Ihr letzter Blogpost trägt den Titel „Wer vor sich flieht, kann sich nicht berühren„. Ich hoffe mal, sie ist mir nicht böse, wenn ich das als „Großzitat“ hier wiedergebe:
„Viele denken, dass das Drama des Narziss die Selbstverliebtheit ist.
Das ist aber nicht richtig. Das Drama des Narziss, damals und heute, ist die Überzeugung: In dem Moment, in dem ich mit mir selbst in Berührung komme, zerfalle ich und bin nichts. Wer das Gefühl hat, im Inneren nichts zu sein, der muss im Außen alles sein.
Ist es nicht immer schwieriger, der zu sein, der man ist?
In einer Welt, die immer größeren Wert auf das Unwesentliche legt, die den Superlativ fördert und in der Authentizität zunehmend verloren geht, wird es für jeden Einzelnen zum Kampf bei sich selbst anzukommen. Nicht wenige ergreifen die Flucht vor sich selbst und verbringen ihr Leben im Außen. Dieses Außen wird immer schneller, will immer mehr, immer höher, immer perfekter sein, es fordert laut ein „du musst dich optimieren“um mithalten zu können und nicht herauszufallen aus der Welt, sprich dem Bild von Welt, das man uns Tag für Tag in der multimedialen Welt als Wirklichkeit malt.“
Ich verstehe sehr wohl, was sie hier anprangert. Das unterschreibe ich, auch weil ich weiß, wie leicht und lockend es immer wieder sein kann, sich „im außen zu verlieren“. Und wie sehr unsere aktuelle Gesellschaft mit ihrem jeweils angesagten Lifestyle das uns allen vorgeben will: Vogel, friss oder finde dich bei den Loosern wieder…
Dennoch hab ich mir fürs Kommentieren einen weniger prägnanten Aspekt rausgesucht. Auch deshalb, weil ich ein paar vorherige Artikel gesichtet hatte, in denen auch dieser Bezug zum „eigentlichen Ich“, zum „wahren Selbst“ etc. immer wieder durchscheint. Natürlich ist es – auch für mich – wichtig, „zu sich zu kommen“, aber ZU WEM KOMME ICH DA?

### AUFGABEN
a - Worin besteht laut dem Text über Narziss das Drama des Narziss?
b - Schreib den Abschnitt aus dem Text über Narziss ab, der mit „Das ist aber“ anfängt und bis „der man ist?“ geht, und tausche dabei „Überzeugung“ gegen „Gewissheit“.

### ENTNOMMENE DATEN
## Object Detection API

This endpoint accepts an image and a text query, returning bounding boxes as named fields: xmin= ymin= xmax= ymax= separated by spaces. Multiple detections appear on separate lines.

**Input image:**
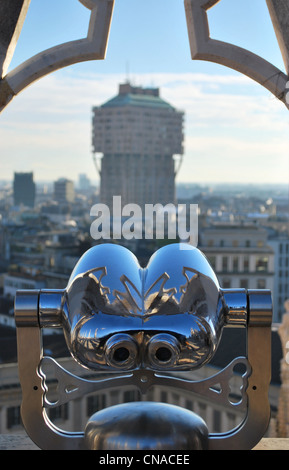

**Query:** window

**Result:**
xmin=256 ymin=257 xmax=268 ymax=271
xmin=257 ymin=279 xmax=266 ymax=289
xmin=222 ymin=279 xmax=231 ymax=289
xmin=240 ymin=279 xmax=249 ymax=289
xmin=244 ymin=256 xmax=249 ymax=273
xmin=233 ymin=256 xmax=239 ymax=271
xmin=222 ymin=256 xmax=228 ymax=272
xmin=208 ymin=256 xmax=216 ymax=269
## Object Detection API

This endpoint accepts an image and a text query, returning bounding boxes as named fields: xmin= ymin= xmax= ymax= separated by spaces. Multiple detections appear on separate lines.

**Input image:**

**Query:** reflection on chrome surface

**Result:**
xmin=62 ymin=244 xmax=224 ymax=370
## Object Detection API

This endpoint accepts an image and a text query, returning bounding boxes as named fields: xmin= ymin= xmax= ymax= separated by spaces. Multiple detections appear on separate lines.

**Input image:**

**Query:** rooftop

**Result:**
xmin=101 ymin=84 xmax=174 ymax=109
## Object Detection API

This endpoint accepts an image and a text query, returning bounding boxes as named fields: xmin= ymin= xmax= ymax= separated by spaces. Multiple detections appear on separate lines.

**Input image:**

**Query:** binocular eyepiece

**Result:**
xmin=104 ymin=333 xmax=180 ymax=370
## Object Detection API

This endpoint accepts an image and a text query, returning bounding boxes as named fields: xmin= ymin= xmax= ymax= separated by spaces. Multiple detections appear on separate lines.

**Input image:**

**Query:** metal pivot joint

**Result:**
xmin=15 ymin=244 xmax=272 ymax=450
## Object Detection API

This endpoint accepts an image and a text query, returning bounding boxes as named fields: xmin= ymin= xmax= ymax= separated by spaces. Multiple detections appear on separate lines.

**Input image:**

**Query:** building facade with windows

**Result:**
xmin=269 ymin=236 xmax=289 ymax=323
xmin=199 ymin=224 xmax=274 ymax=298
xmin=13 ymin=173 xmax=36 ymax=208
xmin=92 ymin=83 xmax=184 ymax=209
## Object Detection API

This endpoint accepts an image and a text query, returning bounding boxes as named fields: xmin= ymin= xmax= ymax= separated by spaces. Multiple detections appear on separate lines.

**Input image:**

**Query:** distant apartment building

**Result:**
xmin=54 ymin=178 xmax=75 ymax=204
xmin=269 ymin=236 xmax=289 ymax=323
xmin=13 ymin=173 xmax=36 ymax=207
xmin=92 ymin=83 xmax=184 ymax=208
xmin=199 ymin=224 xmax=274 ymax=291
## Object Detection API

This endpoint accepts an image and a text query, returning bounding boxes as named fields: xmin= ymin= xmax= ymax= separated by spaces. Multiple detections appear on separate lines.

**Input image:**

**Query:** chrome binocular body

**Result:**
xmin=15 ymin=244 xmax=272 ymax=448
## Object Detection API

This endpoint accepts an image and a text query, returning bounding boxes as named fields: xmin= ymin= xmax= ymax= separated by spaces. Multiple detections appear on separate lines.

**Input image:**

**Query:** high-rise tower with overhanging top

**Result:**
xmin=92 ymin=83 xmax=184 ymax=208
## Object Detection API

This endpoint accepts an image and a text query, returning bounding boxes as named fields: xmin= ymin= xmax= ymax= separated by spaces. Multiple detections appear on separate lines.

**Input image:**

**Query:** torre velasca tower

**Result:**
xmin=93 ymin=83 xmax=184 ymax=208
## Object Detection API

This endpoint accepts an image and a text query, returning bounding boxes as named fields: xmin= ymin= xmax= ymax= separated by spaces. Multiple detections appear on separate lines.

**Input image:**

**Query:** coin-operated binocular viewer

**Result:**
xmin=15 ymin=244 xmax=272 ymax=450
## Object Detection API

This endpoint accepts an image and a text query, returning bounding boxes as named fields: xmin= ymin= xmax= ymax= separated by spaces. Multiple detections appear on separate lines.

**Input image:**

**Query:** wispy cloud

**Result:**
xmin=0 ymin=67 xmax=289 ymax=182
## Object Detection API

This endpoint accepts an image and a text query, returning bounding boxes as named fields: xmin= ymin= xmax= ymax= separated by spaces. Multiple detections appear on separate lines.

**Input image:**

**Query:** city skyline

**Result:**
xmin=0 ymin=0 xmax=289 ymax=184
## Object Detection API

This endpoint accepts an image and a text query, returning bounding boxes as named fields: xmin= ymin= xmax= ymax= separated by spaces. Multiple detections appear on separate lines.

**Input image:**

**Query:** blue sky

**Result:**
xmin=0 ymin=0 xmax=289 ymax=183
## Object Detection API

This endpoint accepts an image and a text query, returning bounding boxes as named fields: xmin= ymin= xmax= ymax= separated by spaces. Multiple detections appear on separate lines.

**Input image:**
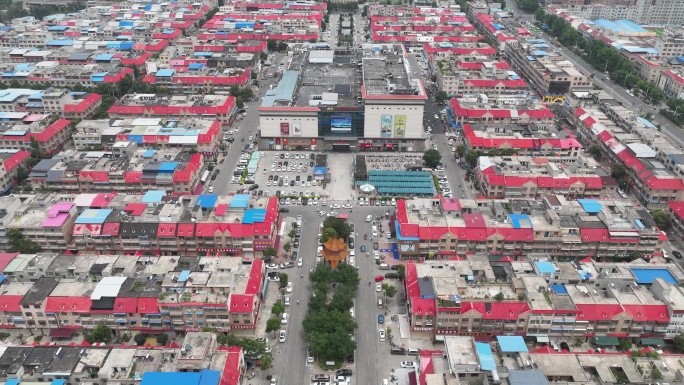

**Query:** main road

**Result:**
xmin=506 ymin=0 xmax=684 ymax=149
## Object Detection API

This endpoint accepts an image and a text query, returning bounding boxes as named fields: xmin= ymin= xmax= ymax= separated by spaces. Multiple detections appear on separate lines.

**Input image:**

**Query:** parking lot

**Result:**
xmin=248 ymin=151 xmax=326 ymax=197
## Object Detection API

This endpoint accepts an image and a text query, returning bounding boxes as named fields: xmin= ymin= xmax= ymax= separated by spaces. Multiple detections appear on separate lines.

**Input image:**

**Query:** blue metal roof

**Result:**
xmin=534 ymin=261 xmax=556 ymax=274
xmin=230 ymin=194 xmax=250 ymax=209
xmin=195 ymin=194 xmax=218 ymax=209
xmin=242 ymin=209 xmax=266 ymax=225
xmin=496 ymin=336 xmax=527 ymax=353
xmin=551 ymin=283 xmax=568 ymax=295
xmin=95 ymin=53 xmax=114 ymax=61
xmin=178 ymin=270 xmax=190 ymax=282
xmin=155 ymin=69 xmax=176 ymax=78
xmin=577 ymin=199 xmax=603 ymax=213
xmin=472 ymin=342 xmax=496 ymax=368
xmin=142 ymin=190 xmax=166 ymax=203
xmin=76 ymin=209 xmax=113 ymax=225
xmin=631 ymin=269 xmax=678 ymax=284
xmin=508 ymin=214 xmax=533 ymax=229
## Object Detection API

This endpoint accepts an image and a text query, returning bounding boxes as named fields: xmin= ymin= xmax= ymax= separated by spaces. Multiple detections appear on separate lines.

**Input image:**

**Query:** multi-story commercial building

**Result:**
xmin=394 ymin=196 xmax=667 ymax=260
xmin=73 ymin=118 xmax=222 ymax=159
xmin=475 ymin=154 xmax=617 ymax=199
xmin=570 ymin=93 xmax=684 ymax=209
xmin=107 ymin=94 xmax=237 ymax=125
xmin=29 ymin=147 xmax=204 ymax=195
xmin=506 ymin=39 xmax=592 ymax=102
xmin=451 ymin=95 xmax=554 ymax=129
xmin=259 ymin=45 xmax=427 ymax=151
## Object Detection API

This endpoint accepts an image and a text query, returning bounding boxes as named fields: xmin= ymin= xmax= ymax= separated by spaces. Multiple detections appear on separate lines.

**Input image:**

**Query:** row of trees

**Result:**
xmin=534 ymin=8 xmax=664 ymax=103
xmin=302 ymin=263 xmax=360 ymax=361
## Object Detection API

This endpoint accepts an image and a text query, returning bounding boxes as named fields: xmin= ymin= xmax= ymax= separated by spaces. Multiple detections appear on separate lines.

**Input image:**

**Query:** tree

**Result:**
xmin=264 ymin=246 xmax=277 ymax=262
xmin=423 ymin=148 xmax=442 ymax=168
xmin=382 ymin=283 xmax=397 ymax=298
xmin=133 ymin=333 xmax=147 ymax=346
xmin=321 ymin=227 xmax=339 ymax=243
xmin=90 ymin=324 xmax=112 ymax=342
xmin=610 ymin=163 xmax=627 ymax=180
xmin=397 ymin=265 xmax=406 ymax=280
xmin=157 ymin=333 xmax=169 ymax=346
xmin=271 ymin=301 xmax=285 ymax=317
xmin=266 ymin=318 xmax=281 ymax=338
xmin=618 ymin=338 xmax=632 ymax=350
xmin=5 ymin=228 xmax=41 ymax=254
xmin=323 ymin=217 xmax=351 ymax=239
xmin=435 ymin=91 xmax=449 ymax=103
xmin=278 ymin=273 xmax=288 ymax=288
xmin=651 ymin=210 xmax=672 ymax=230
xmin=672 ymin=334 xmax=684 ymax=353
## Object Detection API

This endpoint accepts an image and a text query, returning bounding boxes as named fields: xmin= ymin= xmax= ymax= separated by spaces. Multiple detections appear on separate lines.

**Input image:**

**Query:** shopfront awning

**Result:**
xmin=536 ymin=335 xmax=549 ymax=344
xmin=594 ymin=337 xmax=620 ymax=346
xmin=48 ymin=328 xmax=74 ymax=338
xmin=641 ymin=338 xmax=665 ymax=346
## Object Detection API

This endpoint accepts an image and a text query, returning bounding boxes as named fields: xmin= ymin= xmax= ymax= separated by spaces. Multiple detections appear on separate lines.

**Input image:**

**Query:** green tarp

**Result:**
xmin=594 ymin=337 xmax=620 ymax=346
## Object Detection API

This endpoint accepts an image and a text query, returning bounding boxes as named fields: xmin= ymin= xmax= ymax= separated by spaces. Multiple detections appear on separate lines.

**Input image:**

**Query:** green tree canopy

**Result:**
xmin=323 ymin=217 xmax=351 ymax=239
xmin=423 ymin=148 xmax=442 ymax=168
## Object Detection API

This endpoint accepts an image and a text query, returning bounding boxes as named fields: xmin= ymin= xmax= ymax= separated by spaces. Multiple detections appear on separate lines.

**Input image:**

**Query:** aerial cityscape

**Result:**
xmin=0 ymin=0 xmax=684 ymax=385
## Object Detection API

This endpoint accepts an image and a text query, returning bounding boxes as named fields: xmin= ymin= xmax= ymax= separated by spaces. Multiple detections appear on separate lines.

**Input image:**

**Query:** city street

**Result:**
xmin=506 ymin=1 xmax=684 ymax=148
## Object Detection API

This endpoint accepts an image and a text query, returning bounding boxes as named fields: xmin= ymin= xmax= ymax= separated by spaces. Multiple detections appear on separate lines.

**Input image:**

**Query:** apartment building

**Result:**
xmin=107 ymin=94 xmax=237 ymax=125
xmin=505 ymin=38 xmax=592 ymax=103
xmin=451 ymin=95 xmax=554 ymax=129
xmin=393 ymin=195 xmax=667 ymax=260
xmin=72 ymin=118 xmax=222 ymax=159
xmin=29 ymin=148 xmax=204 ymax=195
xmin=475 ymin=154 xmax=617 ymax=199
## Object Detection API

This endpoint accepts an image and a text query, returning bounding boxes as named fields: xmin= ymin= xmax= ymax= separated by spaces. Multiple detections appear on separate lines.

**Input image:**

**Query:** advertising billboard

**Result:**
xmin=394 ymin=115 xmax=406 ymax=138
xmin=380 ymin=115 xmax=392 ymax=136
xmin=330 ymin=115 xmax=351 ymax=131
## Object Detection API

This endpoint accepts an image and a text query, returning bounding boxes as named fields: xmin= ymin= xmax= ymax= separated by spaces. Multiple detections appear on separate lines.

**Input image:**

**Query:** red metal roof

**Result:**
xmin=228 ymin=293 xmax=254 ymax=313
xmin=0 ymin=295 xmax=24 ymax=313
xmin=64 ymin=93 xmax=102 ymax=113
xmin=245 ymin=259 xmax=264 ymax=295
xmin=137 ymin=297 xmax=159 ymax=314
xmin=3 ymin=151 xmax=31 ymax=172
xmin=157 ymin=223 xmax=176 ymax=238
xmin=31 ymin=119 xmax=71 ymax=143
xmin=411 ymin=298 xmax=437 ymax=316
xmin=45 ymin=297 xmax=92 ymax=313
xmin=575 ymin=303 xmax=624 ymax=321
xmin=124 ymin=203 xmax=147 ymax=217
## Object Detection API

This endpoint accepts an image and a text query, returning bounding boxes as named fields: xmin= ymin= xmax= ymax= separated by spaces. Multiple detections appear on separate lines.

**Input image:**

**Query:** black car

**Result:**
xmin=390 ymin=348 xmax=406 ymax=356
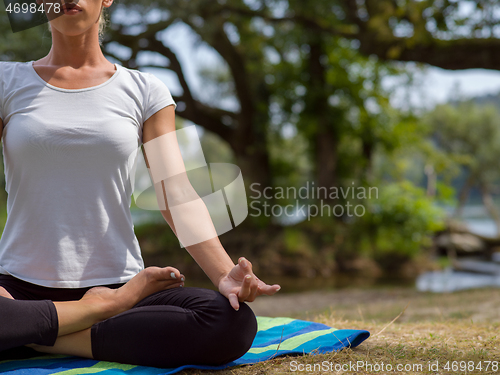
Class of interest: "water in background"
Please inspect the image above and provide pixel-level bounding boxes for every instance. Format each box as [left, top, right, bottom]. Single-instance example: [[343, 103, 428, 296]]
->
[[416, 205, 500, 293]]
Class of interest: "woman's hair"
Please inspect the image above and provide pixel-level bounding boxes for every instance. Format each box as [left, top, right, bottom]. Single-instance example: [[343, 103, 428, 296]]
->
[[47, 8, 108, 44]]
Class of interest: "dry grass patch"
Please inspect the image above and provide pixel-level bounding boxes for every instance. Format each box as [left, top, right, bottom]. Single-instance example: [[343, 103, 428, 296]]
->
[[186, 288, 500, 375]]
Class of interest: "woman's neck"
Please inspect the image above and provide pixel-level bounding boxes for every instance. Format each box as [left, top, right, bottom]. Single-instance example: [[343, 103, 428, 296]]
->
[[40, 30, 111, 69]]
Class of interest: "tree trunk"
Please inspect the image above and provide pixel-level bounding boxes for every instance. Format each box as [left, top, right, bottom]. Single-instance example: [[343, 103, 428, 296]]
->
[[455, 174, 474, 218]]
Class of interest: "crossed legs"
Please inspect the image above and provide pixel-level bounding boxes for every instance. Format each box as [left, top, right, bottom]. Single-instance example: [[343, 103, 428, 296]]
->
[[0, 269, 257, 367]]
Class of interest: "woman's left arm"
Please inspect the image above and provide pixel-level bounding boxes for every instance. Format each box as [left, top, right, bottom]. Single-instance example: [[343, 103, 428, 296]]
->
[[143, 105, 280, 310]]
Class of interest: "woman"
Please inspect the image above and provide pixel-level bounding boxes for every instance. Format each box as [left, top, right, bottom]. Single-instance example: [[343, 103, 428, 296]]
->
[[0, 0, 279, 367]]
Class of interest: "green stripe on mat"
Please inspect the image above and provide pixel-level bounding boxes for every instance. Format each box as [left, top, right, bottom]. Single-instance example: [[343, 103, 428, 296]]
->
[[257, 316, 295, 331], [52, 361, 137, 375], [248, 328, 338, 354]]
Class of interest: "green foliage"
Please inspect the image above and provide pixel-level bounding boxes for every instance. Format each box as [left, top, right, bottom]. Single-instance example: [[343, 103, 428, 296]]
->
[[360, 181, 444, 259]]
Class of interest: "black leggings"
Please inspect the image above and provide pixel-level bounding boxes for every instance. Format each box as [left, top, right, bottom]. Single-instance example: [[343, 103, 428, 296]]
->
[[0, 275, 257, 367]]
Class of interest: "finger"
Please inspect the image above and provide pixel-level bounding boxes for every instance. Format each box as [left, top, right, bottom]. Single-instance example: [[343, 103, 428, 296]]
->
[[238, 275, 252, 302], [238, 257, 253, 273], [245, 277, 259, 302], [165, 281, 184, 289], [227, 293, 240, 311], [259, 283, 281, 296], [166, 267, 183, 280]]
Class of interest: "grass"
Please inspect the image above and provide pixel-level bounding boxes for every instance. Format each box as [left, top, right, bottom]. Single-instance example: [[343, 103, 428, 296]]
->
[[186, 288, 500, 375]]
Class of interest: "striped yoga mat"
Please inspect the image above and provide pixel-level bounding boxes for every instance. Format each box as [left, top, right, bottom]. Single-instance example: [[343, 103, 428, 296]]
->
[[0, 316, 370, 375]]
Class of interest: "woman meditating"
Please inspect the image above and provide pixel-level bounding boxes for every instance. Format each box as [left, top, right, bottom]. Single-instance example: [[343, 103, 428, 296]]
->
[[0, 0, 279, 367]]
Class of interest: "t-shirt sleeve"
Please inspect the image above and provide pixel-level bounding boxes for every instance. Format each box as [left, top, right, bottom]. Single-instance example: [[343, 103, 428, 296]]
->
[[144, 73, 177, 122]]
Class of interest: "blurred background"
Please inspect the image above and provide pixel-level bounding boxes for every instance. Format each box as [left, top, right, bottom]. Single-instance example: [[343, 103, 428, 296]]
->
[[0, 0, 500, 293]]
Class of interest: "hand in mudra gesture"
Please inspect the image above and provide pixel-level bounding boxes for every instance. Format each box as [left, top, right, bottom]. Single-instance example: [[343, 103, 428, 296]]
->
[[218, 257, 281, 311]]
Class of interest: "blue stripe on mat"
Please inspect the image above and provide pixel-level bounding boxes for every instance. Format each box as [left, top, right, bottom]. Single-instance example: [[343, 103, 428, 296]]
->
[[0, 317, 370, 375]]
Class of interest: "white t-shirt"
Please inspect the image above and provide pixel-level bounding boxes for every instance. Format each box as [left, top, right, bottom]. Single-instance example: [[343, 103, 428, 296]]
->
[[0, 61, 176, 288]]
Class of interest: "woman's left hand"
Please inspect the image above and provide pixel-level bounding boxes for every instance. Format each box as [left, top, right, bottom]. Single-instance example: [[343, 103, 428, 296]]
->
[[218, 258, 281, 311]]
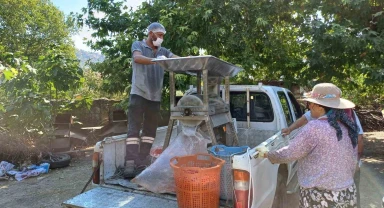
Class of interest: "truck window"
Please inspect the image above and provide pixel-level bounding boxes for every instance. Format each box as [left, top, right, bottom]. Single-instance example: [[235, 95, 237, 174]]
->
[[230, 92, 274, 122], [288, 92, 303, 119], [229, 92, 247, 121], [277, 91, 293, 126]]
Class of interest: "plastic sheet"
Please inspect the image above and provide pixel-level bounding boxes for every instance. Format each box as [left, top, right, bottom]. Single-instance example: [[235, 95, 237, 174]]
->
[[132, 127, 209, 193], [0, 161, 15, 177]]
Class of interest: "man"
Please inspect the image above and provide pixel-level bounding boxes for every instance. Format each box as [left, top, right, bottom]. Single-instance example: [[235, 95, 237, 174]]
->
[[124, 22, 178, 178], [281, 106, 364, 208]]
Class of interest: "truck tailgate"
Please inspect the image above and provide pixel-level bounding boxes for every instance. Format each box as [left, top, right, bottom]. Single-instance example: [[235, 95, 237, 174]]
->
[[62, 187, 177, 208]]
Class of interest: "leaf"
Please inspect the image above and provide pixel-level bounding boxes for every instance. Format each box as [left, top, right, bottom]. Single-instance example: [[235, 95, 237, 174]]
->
[[3, 70, 15, 80]]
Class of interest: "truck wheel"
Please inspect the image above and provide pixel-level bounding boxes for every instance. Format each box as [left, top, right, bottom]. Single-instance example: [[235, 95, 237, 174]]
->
[[272, 171, 290, 208], [41, 153, 71, 169]]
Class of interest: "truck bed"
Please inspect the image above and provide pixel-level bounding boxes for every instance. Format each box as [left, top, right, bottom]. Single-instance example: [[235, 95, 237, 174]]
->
[[62, 187, 177, 208]]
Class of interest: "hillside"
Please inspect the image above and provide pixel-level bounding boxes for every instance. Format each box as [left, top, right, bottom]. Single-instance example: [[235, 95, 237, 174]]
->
[[76, 50, 105, 67]]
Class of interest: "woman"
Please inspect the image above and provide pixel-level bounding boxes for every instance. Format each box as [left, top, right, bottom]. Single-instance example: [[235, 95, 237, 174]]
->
[[264, 83, 358, 208]]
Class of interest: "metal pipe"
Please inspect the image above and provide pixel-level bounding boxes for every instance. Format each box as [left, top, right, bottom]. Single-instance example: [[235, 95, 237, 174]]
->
[[247, 88, 251, 129], [224, 76, 230, 105], [196, 72, 201, 95], [169, 71, 176, 111], [203, 69, 209, 114]]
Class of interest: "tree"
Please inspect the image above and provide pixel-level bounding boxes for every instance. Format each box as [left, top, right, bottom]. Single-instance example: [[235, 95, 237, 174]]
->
[[0, 0, 75, 65], [78, 0, 384, 105]]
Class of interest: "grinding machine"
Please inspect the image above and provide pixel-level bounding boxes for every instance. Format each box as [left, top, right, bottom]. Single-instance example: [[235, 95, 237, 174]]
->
[[153, 56, 242, 149]]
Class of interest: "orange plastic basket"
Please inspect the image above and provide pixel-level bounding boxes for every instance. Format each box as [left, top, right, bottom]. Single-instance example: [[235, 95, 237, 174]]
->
[[171, 154, 225, 208]]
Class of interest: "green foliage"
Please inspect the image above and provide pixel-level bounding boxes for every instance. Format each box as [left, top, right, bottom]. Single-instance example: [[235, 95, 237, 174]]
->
[[0, 45, 82, 138], [77, 0, 384, 105], [0, 0, 75, 63]]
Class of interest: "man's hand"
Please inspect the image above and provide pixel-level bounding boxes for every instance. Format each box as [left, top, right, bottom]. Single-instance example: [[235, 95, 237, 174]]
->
[[256, 146, 269, 158]]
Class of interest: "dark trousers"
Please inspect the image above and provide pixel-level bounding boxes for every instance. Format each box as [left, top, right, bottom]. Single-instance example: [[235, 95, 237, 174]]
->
[[126, 94, 160, 165]]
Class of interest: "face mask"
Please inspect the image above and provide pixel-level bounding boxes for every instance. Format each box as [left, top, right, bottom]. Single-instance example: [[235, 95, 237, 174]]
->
[[152, 35, 163, 46]]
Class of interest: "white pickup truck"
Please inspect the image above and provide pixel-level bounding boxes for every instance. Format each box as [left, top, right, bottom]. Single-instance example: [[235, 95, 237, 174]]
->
[[62, 56, 302, 208]]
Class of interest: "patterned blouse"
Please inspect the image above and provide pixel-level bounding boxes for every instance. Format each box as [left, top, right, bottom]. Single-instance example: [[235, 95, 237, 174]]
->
[[267, 120, 357, 191]]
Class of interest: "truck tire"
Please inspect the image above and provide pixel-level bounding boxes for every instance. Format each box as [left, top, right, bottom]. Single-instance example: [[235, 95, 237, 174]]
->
[[272, 171, 291, 208], [41, 153, 71, 169]]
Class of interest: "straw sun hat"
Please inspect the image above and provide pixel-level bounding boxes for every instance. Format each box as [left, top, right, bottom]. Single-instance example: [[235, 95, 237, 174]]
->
[[300, 83, 355, 109]]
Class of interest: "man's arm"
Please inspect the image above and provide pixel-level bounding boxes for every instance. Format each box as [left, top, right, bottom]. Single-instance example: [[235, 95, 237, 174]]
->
[[133, 51, 155, 65], [281, 115, 308, 136]]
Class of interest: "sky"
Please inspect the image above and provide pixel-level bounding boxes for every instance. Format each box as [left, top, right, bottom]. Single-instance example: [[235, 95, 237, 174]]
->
[[51, 0, 145, 51]]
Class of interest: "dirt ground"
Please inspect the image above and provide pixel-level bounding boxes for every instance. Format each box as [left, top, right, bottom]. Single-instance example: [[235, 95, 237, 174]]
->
[[0, 131, 384, 208]]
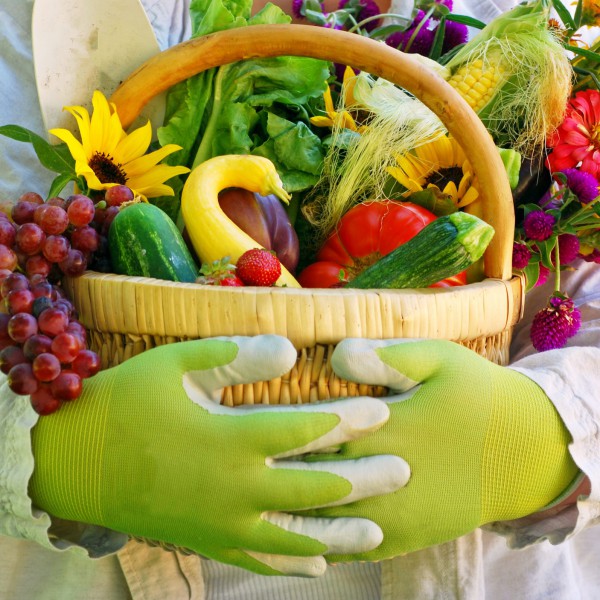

### LÖSUNGEN
a - In der Überzeugung, dass man in dem Moment, in dem man mit sich selbst in Berührung kommt, zerfällt und nichts ist.

b -
Das ist aber nicht richtig. Das Drama des Narziss, damals und heute, ist die Gewissheit: In dem Moment, in dem ich mit mir selbst in Berührung komme, zerfalle ich und bin nichts. Wer das Gefühl hat, im Inneren nichts zu sein, der muss im Außen alles sein.
Ist es nicht immer schwieriger, der zu sein, der man ist?